Gallicano è stato uno dei pochi centri rimasti illesi dalle ferite incancellabile della guerra. È vero ci sono stati dei bombardamenti, ma solo uno ha colpito l’interno dell’abitato centrando un obiettivo ben preciso: un comando tedesco.. L’incursione aerea che ha toccato maggiormente il paese è quella avvenuta la sera del 1 giugno del ’44, verso le 20,30, che ha coinvolto il centro storico con il bombardamento di via Roma che ha causato il crollo di cinque abitazioni i cui numeri civici di allora erano il 55,57, 58… una delle zone prese più volte di mira dalle incursioni aeree americane fu quella di San Pastore. Questo centro religioso Austro-Ungarico, fu usato per operazioni di retrovia diventando un distaccamento degli uffici dell’Aeronautica Italiana. Qu era stato allestito un piccolo campo d’aviazione usato per dispacci militari.. Dopo l’armistizio molti ragazzi dell’Italia meridionale che erano al servizio dell’Aeronautica, di istanza a San Pastore, restarono a Gallicano e si sposarono con le ragazze del posto così ebbero una casa e si sistemarono..

LA FINE DELLA BANDA CERASI

Comando Tattico Nazista. Villa Torresina nascondave sotto un sistema di reti camion e munizioni. La Villa di proprietà dei conti Ticca, importanti petrolieri sardi arricchitisi negli anni del regime fu luogo si ultima azione della Banda Cerasi/Loreto prima che la banda fosse costretta a disperdersi poiché la loro base era stata scoperta dai nazisti (il posto in cui si riunivano era dai Cerasi a Loreto). Dalel Parole di un componente della Banda
“Un militare polacco ci riferì che il comando si spostava verso il nord, a Firenze. Si sarebbe mosso l’indomani. L’indomani ci appostammo nei pressi e verso le undici, di notte, attaccammo una camionetta con a bordo degli ufficiali e un autocarro con il rimorchio; tutti e due gli automezzi si incendiarono ».
Dopo quell’azione la formazione, ormai braccata, dovette disperdersi ed alcuni degli elementi che ne facevano parte, tra cui lo stesso Otello Marchetti, andarono ad ingrossare le fila di un’altra banda che operava nel territorio – “La Banda Bersini.”

PANE PER IL FRONTE

IL pane ha giocato un ruolo chiave nella guerra per Genazzano. La citta diventa dal 43 ‘il forno’ dei fronti di Anzio e Cassino. I tedeschi requisiscono molti forni e usano grano proveniente dalle coltivazioni della circostante Valle del Sacco. Non solo. La pineta di fronte al Castello viene utilizzata come riserva di legname per le cucine da campo e per i forni mobili “Weiss” della Bakeri-Kompanie che giunta a Genazzano nel novembre del 43 produceva pane per fronte di Cassino. I forni mobili erano custoditi nel castello ed interdetti alla popolazione. Il pane era depositato presso il Castello Colonna, intanto trasformato in sede del Comando tedesco.

◆ DATI FORNITI
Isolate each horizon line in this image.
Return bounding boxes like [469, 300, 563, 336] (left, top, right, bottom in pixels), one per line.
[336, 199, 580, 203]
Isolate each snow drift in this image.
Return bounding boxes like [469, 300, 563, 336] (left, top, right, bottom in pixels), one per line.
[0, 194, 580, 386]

* * *

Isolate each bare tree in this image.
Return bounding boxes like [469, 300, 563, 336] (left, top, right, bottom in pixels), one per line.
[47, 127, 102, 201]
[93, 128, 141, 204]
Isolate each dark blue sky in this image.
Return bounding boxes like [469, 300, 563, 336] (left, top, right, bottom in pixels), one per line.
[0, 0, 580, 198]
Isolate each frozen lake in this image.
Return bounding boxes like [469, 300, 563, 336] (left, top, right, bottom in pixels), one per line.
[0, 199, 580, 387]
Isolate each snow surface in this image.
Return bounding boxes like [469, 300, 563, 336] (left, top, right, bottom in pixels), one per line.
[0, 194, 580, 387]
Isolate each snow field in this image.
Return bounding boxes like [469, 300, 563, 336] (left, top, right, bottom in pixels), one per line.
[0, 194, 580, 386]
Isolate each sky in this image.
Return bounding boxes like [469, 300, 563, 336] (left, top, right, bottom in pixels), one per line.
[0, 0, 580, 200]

---

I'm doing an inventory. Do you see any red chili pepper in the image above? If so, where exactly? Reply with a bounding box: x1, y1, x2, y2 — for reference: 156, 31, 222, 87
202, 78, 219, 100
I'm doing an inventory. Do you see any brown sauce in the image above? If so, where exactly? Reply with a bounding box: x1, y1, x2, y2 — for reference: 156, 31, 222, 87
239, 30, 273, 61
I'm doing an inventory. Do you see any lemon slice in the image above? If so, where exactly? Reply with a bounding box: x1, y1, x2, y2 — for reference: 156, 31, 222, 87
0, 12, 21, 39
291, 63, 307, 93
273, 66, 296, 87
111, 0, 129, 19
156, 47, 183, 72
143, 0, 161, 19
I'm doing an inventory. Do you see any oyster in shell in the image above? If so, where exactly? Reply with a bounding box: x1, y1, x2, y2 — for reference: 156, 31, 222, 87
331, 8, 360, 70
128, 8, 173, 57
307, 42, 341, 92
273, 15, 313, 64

◆ ELENCO DEI COMPITI
1 - Elenca tutti i nomi propri di luogo che compaiono nella sezione "PANE PER IL FRONTE" dell'estratto.
2 - Secondo l'estratto, quando avvenne l'incursione aerea che colpì di più Gallicano?
3 - Riscrivi il passo dell'estratto che comincia con le parole "IL pane ha giocato" e si chiude dopo "del Comando tedesco.", mettendo "boscaglia" al posto di "pineta".

◆ SOLUZIONI DELL'ESERCIZIO
1 - Genazzano, Anzio, Cassino, Valle del Sacco, Castello Colonna

2 - La sera del 1 giugno del '44, verso le 20,30.

3 -
IL pane ha giocato un ruolo chiave nella guerra per Genazzano. La citta diventa dal 43 ‘il forno’ dei fronti di Anzio e Cassino. I tedeschi requisiscono molti forni e usano grano proveniente dalle coltivazioni della circostante Valle del Sacco. Non solo. La boscaglia di fronte al Castello viene utilizzata come riserva di legname per le cucine da campo e per i forni mobili “Weiss” della Bakeri-Kompanie che giunta a Genazzano nel novembre del 43 produceva pane per fronte di Cassino. I forni mobili erano custoditi nel castello ed interdetti alla popolazione. Il pane era depositato presso il Castello Colonna, intanto trasformato in sede del Comando tedesco.